Text passage start

SaveFile / LoadFile fails if file contains ANSI chars > x'7F'

SyntaxEditor for Windows Forms Forum

Posted 4 years ago by Mike Dempsey - Sr. Developer, Teradata Corp
Version: 14.1.0323
Avatar

Your 'default' LoadFile / SaveFile functions (where encoding is not specified) say they save/load UTF8 format.

However if I use SaveFile to save a file that contains european accented characters (in the x'80' to x'FF' range) it does in deed save those characters using UTF8 encoding, but it does not include the UTF8 BOM.

If I open the file in Notepad everything works fine, but if I open it using your default LoadFile() method the high range characters are loaded as though they were 2 'low range' ASCII characters. i.e. it screws up the data.

Since I work with a lot of european customers this is a major issue.

I originally got around the issue by always specifying a UTF8 encoding - which does write the BOM on the file.

However customers want to be able to open the files on non-Windows systems that do not understand a Windows BOM, so they want the files to be saved as ANSI (i.e. the current code page) unless those files contain characters that are not in the current code page. In which case we would save as UTF8 - but with a BOM.

This is exactly how the default SaveFile() function in my previous tool worked... and appears to be how Notepad works.

You do not apparently have a version of SaveFile that can do this so my real question is whether you have a method that can examine the text and tell me if it contains any characters that are not in the current code page, so that I can do this myself.
(I would also ask that you consider changing your default SaveFile() function, or add an additional overload, that works in this 'standard' fashion.)

Comments (4)

Posted 4 years ago by Actipro Software Support - Cleveland, OH, USA
Avatar

Hi Mike,

Our SaveFile and LoadFile methods are very simple and pretty much follow the methods that .NET makes available to us for working with files.

The basic SaveFile just does "StreamWriter writer = File.CreateText(path)" and then outputs the text to that writer.  The other overload calls "File.Create(path)" to create the file and then makes a new StreamWriter that specifies the Encoding you pass, forcing it to use that.

Similarly the basic LoadFile uses File.OpenText and reads the string to the end.  The other overload uses File.OpenRead(path) and creates a StreamReader with the Encoding you pass, forcing it to use that.

Text passage end
Excerpted records start

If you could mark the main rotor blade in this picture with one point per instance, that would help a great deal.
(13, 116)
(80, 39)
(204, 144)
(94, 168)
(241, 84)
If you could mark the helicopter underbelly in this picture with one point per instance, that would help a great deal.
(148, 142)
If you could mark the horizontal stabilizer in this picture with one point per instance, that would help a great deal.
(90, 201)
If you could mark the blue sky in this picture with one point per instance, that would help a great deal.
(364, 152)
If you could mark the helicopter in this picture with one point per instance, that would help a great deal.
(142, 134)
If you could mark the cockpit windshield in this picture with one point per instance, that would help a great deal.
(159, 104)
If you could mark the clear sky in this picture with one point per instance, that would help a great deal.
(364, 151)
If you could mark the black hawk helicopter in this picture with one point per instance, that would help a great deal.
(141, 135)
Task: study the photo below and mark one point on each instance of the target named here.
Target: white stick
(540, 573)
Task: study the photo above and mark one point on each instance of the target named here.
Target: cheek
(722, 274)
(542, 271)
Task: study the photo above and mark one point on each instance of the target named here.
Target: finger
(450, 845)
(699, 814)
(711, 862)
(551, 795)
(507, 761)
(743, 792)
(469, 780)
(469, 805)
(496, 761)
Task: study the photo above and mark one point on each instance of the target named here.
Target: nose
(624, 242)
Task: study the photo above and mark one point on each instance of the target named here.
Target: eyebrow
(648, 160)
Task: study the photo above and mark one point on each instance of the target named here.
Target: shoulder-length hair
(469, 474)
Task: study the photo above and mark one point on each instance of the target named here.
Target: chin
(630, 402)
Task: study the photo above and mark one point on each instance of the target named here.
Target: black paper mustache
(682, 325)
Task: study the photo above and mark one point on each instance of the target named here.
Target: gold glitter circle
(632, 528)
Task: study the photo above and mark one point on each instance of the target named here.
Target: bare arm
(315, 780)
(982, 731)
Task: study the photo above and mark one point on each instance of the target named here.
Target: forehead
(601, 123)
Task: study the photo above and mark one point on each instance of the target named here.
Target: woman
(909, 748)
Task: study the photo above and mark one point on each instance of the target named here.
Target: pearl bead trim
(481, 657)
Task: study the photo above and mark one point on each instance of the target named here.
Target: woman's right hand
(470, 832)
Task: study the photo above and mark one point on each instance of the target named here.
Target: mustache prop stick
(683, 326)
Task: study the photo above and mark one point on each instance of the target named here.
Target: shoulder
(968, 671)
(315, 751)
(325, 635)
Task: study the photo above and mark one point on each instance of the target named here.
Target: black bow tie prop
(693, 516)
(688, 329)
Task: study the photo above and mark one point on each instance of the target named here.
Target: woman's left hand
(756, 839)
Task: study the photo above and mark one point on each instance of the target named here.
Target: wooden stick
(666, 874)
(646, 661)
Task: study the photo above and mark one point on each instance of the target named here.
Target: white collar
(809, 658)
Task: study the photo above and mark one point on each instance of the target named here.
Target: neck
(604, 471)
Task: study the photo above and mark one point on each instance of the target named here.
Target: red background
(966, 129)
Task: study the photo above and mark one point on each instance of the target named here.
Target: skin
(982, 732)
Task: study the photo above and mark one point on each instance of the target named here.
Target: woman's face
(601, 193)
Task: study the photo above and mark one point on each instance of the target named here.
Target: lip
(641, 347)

Excerpted records end

» **Task objective**
What does the forum thread say between "I originally got" and "how Notepad works.", inclusive? Return that portion word for word. The material has no connection to the forum thread.

» **Correct response**
I originally got around the issue by always specifying a UTF8 encoding - which does write the BOM on the file.

However customers want to be able to open the files on non-Windows systems that do not understand a Windows BOM, so they want the files to be saved as ANSI (i.e. the current code page) unless those files contain characters that are not in the current code page. In which case we would save as UTF8 - but with a BOM.

This is exactly how the default SaveFile() function in my previous tool worked... and appears to be how Notepad works.